Supplied text

Member of the New York Senate from the 29th district
- In office January 1, 1884 – December 31, 1885
- Preceded by: Edmund L. Pitts
- Succeeded by: Edmund L. Pitts

Member of the New York State Assembly from the Monroe County, 2nd district
- In office January 1, 1882 – December 31, 1882
- Preceded by: John Cowles
- Succeeded by: David Healy
- In office January 1, 1879 – December 31, 1880
- Preceded by: Elias Mapes
- Succeeded by: John Cowles

Personal details
- Born: February 18, 1839 Churchville, New York, US
- Died: April 21, 1902 (aged 63) Washington, D.C., US
- Party: Republican
- Spouse: May L. Baker Jane E. Baker
- Education: New York Seminary at Lima
- Profession: Lawyer, politician

Military service
- Allegiance: United States
- Branch/service: United States Army
- Rank: First Lieutenant
- Unit: Company E, Twenty-seventh Regiment, New York Volunteer Infantry
- Battles/wars: American Civil War; First Battle of Bull Run;

= Charles S. Baker =

American politician

Charles Simeon Baker (February 18, 1839 – April 21, 1902) was an American politician and a U.S. Representative from New York.

==Biography==
Born in Churchville, New York, Baker attended the common schools, Cary Collegiate Institute of Oakfield, New York, and the New York Seminary at Lima, New York. He married May L. Baker and Jane E. Baker.

==Career==
Baker taught school while he studied law. He was admitted to the bar in December 1860 and commenced practice in Rochester, New York.

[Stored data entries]
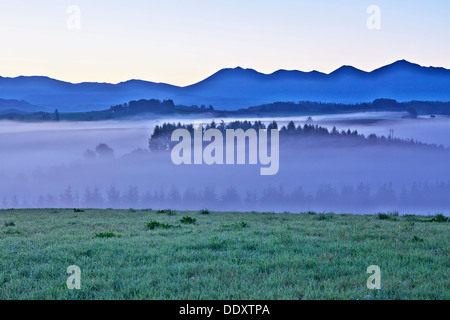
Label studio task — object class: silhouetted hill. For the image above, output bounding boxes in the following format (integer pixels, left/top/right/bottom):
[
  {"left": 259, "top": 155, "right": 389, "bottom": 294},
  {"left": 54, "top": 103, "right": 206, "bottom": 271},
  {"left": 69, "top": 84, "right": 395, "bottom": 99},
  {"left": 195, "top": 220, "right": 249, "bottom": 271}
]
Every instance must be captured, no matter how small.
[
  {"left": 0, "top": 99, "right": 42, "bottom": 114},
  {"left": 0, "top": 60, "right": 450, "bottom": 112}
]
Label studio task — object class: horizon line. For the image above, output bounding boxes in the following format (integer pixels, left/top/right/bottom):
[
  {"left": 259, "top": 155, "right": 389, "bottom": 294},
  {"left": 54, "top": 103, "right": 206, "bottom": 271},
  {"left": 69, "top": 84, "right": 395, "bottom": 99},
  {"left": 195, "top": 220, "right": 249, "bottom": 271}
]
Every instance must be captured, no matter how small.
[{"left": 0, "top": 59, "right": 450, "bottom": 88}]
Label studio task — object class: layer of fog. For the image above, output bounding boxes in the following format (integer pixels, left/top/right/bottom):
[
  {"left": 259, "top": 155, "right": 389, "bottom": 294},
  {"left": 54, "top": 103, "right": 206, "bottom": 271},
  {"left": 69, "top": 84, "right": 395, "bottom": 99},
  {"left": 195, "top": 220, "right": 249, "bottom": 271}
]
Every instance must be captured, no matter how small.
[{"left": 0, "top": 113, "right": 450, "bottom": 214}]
---
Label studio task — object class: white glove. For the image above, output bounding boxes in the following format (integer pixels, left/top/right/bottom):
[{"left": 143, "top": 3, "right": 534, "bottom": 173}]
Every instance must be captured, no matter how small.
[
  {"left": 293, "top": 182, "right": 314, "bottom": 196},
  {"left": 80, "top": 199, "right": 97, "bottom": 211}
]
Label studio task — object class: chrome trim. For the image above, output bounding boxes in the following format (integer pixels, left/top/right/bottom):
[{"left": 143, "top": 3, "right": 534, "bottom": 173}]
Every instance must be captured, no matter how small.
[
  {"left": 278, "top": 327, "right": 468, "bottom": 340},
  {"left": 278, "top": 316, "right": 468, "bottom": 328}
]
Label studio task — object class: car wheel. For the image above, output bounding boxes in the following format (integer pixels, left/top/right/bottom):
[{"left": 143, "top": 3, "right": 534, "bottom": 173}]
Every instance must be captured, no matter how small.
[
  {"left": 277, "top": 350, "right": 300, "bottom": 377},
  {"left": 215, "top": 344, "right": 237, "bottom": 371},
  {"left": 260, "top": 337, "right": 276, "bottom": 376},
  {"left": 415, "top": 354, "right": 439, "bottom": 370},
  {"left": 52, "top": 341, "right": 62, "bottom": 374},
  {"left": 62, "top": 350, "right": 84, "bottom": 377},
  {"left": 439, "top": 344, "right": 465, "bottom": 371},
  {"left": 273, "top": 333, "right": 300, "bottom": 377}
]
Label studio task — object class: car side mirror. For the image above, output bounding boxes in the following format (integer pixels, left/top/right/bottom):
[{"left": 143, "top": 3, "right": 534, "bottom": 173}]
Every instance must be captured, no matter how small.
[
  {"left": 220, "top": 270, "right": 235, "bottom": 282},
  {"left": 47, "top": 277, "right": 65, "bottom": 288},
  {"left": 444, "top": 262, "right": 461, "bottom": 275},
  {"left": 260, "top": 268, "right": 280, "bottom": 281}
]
...
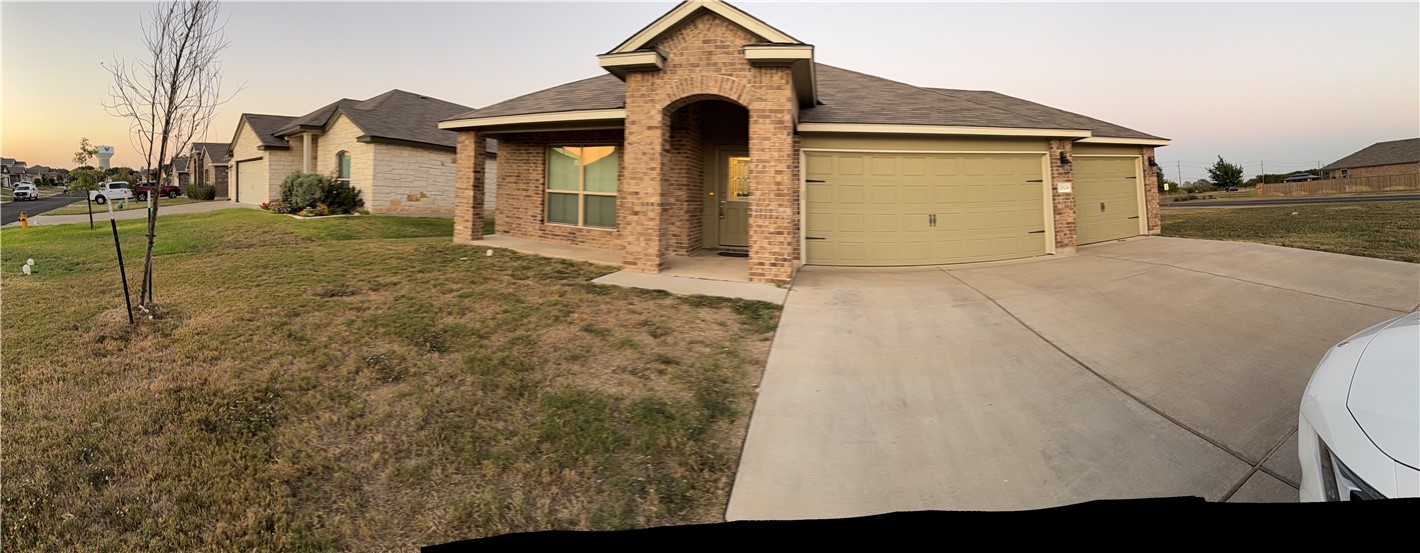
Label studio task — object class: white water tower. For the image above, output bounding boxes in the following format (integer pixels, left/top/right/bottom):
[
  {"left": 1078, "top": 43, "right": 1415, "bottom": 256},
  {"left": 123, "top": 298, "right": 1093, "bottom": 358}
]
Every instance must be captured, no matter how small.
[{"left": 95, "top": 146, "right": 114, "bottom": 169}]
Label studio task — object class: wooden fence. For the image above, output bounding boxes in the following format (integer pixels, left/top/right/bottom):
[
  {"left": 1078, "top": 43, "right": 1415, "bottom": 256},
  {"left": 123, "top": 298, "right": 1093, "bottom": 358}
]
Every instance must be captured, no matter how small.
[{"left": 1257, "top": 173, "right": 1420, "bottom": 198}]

Exercise prompt
Continue the biography of Charles S. Baker from where it stops.

Result
During the Civil War, Baker served in the Union Army as first lieutenant, Company E, Twenty-seventh Regiment, New York Volunteer Infantry. Disabled in the first Battle of Bull Run, he was honorably discharged. After the war, he was elected as a companion of District of Columbia Commandery of the Military Order of the Loyal Legion of the United States.

Baker was a member of the New York State Assembly (Monroe County, 2nd District) in 1879, 1880 and 1882. He was a member of the New York State Senate (29th District) in 1884 and 1885.

Elected as a Republican to the 49th, 50th, and 51st United States Congresses, Baker was U.S. Representative for the thirtieth district of New York from March 4, 1885, to March 3, 1891. He served as Chairman of the House Committee on Commerce during the 51st Congress. He resumed the practice of law in Rochester, New York.

==Death==
Baker died from vocal cord paralysis in Washington, D.C., on April 21, 1902 (age 63 years, 62 days). He is interred at Mount Hope Cemetery in Rochester, New York.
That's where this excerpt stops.